[Congressional Record Volume 140, Number 100 (Wednesday, July 27, 1994)]
[House]
[Page H]
From the Congressional Record Online through the Government Printing Office [www.gpo.gov]


[Congressional Record: July 27, 1994]
From the Congressional Record Online via GPO Access [wais.access.gpo.gov]


                              {time}  1410
 
              THE 50TH ANNIVERSARY OF THE WARSAW UPRISING

  The SPEAKER pro tempore (Mr. Hinchey). Under a previous order of the 
House, the gentlewoman from Ohio [Ms. Kaptur] is recognized for 5 
minutes.
  Ms. KAPTUR. Mr. Speaker, I rise tonight to pay tribute to the 
courageous people of Poland on their upcoming 50th anniversary of the 
Warsaw uprising. This is the third in a series of special orders I will 
give this week to bring attention to this event. I will continue this 
evening by reading to the membership, excerpts from the book, 
``Forgotten Holocaust: The Poles Under German Occupation, 1939-1944,'' 
by Richard Lucas.

       August 5.--The German counterattack began with a massive 
     assault by the Luftwaffe, which dropped incendiary bombs.

__________________________________________________

- [Objective A]
Count how many lines in the entries below contain the string "shirt". Reply with only that number.

- [Recorded information]
__________________________________________________

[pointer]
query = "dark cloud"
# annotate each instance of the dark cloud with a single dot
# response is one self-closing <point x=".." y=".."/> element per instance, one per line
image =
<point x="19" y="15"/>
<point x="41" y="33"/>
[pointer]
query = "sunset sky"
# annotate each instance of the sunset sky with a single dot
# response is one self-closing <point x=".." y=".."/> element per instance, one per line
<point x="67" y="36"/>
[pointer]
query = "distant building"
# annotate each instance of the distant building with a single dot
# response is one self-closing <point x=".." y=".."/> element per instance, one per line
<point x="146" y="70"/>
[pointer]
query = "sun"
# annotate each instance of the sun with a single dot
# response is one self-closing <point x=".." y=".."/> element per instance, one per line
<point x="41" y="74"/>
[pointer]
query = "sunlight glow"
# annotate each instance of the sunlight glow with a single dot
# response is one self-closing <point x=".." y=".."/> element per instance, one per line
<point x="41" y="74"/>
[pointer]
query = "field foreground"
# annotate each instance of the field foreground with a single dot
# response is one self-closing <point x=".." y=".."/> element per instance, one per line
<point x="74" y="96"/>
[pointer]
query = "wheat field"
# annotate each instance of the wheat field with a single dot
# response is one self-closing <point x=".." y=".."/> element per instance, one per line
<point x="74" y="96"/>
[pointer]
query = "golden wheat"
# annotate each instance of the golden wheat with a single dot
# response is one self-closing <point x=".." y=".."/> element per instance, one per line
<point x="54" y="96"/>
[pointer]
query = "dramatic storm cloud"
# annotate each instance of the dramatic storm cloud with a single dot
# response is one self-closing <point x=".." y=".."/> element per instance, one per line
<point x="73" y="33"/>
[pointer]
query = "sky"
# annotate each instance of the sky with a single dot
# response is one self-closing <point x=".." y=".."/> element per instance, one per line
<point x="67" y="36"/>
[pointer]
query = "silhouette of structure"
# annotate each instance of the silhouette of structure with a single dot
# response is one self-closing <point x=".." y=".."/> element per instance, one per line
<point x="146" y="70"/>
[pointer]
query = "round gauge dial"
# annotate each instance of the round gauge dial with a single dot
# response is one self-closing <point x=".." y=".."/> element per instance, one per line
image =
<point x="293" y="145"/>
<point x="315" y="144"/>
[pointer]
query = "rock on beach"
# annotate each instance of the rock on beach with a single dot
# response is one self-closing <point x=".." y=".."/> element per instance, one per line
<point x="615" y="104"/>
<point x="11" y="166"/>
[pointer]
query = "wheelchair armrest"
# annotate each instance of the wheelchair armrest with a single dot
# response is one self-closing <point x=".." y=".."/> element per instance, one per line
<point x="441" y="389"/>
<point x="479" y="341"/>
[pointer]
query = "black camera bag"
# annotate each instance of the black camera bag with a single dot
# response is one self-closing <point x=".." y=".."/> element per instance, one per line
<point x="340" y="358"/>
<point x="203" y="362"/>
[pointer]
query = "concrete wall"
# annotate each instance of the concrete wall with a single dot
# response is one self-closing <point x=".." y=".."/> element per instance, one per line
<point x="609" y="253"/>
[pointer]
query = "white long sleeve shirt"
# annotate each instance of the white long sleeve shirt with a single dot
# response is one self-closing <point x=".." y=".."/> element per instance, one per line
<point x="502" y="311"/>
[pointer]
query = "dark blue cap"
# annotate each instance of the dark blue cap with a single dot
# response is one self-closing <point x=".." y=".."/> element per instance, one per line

__________________________________________________

- [Objective B]
Quote the entire Congressional Record passage on the Warsaw Uprising anniversary, word for word.

- [Exercise solution A]
2

- [Exercise solution B]
[Congressional Record Volume 140, Number 100 (Wednesday, July 27, 1994)]
[House]
[Page H]
From the Congressional Record Online through the Government Printing Office [www.gpo.gov]


[Congressional Record: July 27, 1994]
From the Congressional Record Online via GPO Access [wais.access.gpo.gov]


                              {time}  1410
 
              THE 50TH ANNIVERSARY OF THE WARSAW UPRISING

  The SPEAKER pro tempore (Mr. Hinchey). Under a previous order of the 
House, the gentlewoman from Ohio [Ms. Kaptur] is recognized for 5 
minutes.
  Ms. KAPTUR. Mr. Speaker, I rise tonight to pay tribute to the 
courageous people of Poland on their upcoming 50th anniversary of the 
Warsaw uprising. This is the third in a series of special orders I will 
give this week to bring attention to this event. I will continue this 
evening by reading to the membership, excerpts from the book, 
``Forgotten Holocaust: The Poles Under German Occupation, 1939-1944,'' 
by Richard Lucas.

       August 5.--The German counterattack began with a massive 
     assault by the Luftwaffe, which dropped incendiary bombs.